4 reasons Saudi Arabia can't control oil
There is one key principle driving Saudi Arabia to sell shares in Aramco, the world’s largest oil producer, and that is the kingdom desperately needs money in the current context of long-term, low oil prices.
Saudi Arabia is not in dire straits at the moment; it has sufficient reserves to sustain the country for a few years. However, if these reserves do run out, it will be in hazardously deep trouble.
In the past, OPEC—led by Saudi Arabia—would reduce production in order to maintain the oil price. Today, however, the process isn’t that easy, and there are four reasons for that …
Reason #1: The US
Oil above $60 or $70 would mean that US production would continue to increase, and the US is already the world’s #1 producer. OPEC would have no choice but to keep cutting further in order to maintain that price.
Reason #2: Cheating among OPEC Members
OPEC members (other than Saudi Arabia) almost always cheat on their production quotas when they can. Considering that other OPEC nations are desperate for income, the incentive to cheat is all powerful.
· · · ·
| Required actions |
[a] According to the article on Saudi Arabia and oil, which country is the world's #1 oil producer?
[b] Translate this sentence from the Saudi oil article into Spanish: "Saudi Arabia is not in dire straits at the moment; it has sufficient reserves to sustain the country for a few years."
[c] Pick up the article on why Saudi Arabia can't control oil after its last sentence and keep writing.
The material has no connection to the article on Saudi Arabia and oil.

| Source excerpt |
· · · ·
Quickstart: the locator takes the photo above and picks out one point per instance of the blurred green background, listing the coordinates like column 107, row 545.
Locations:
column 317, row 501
· · · ·
| Exercise answers |
[a] The US.

[b] Arabia Saudita no está en una situación desesperada en este momento; tiene reservas suficientes para sostener al país durante algunos años.

[c]
Reason #3 The US-Iran Nuclear Deal
The deal and subsequent lifting of sanctions means that an additional one million barrels per day will soon hit the market. As international oil companies vie for the privilege of drilling more oil in Iran, it will put further upward pressure on supply.
Reason #4: US Production in the market
Although drilling rig usage in the US is down by nearly 75%, production has just now begun to fall off. It will take some time before enough US production comes off the market to put upward pressure on prices.
What If Oil Doesn’t Bounce Back?
So, what happens to Saudi Arabia’s budget deficit if oil stays in the $30 rather than $50 range? Bank of America Merrill Lynch gives us the following estimates:
Even with a 25% budget cut, Saudi Arabia would have just three to five years of reserves and borrowing available at $30 oil. We note that several respected investment banks are projecting that oil will fall to $20 this year.
If a crisis in Europe or China were to even slightly reduce global demand, $20 oil seems a very real possibility.
A global recession? That would add a perfect storm potential to push oil prices down to levels not seen since the 1970s. Now, we are not predicting this will happen. We’re saying that wise investors must recognize the not insubstantial tail risk of such an event and have their contingency plans already developed.
Bottom line? It is highly conceivable that Saudi Arabia could face immense budgetary pressure before 2020. That was unimaginable just three years ago.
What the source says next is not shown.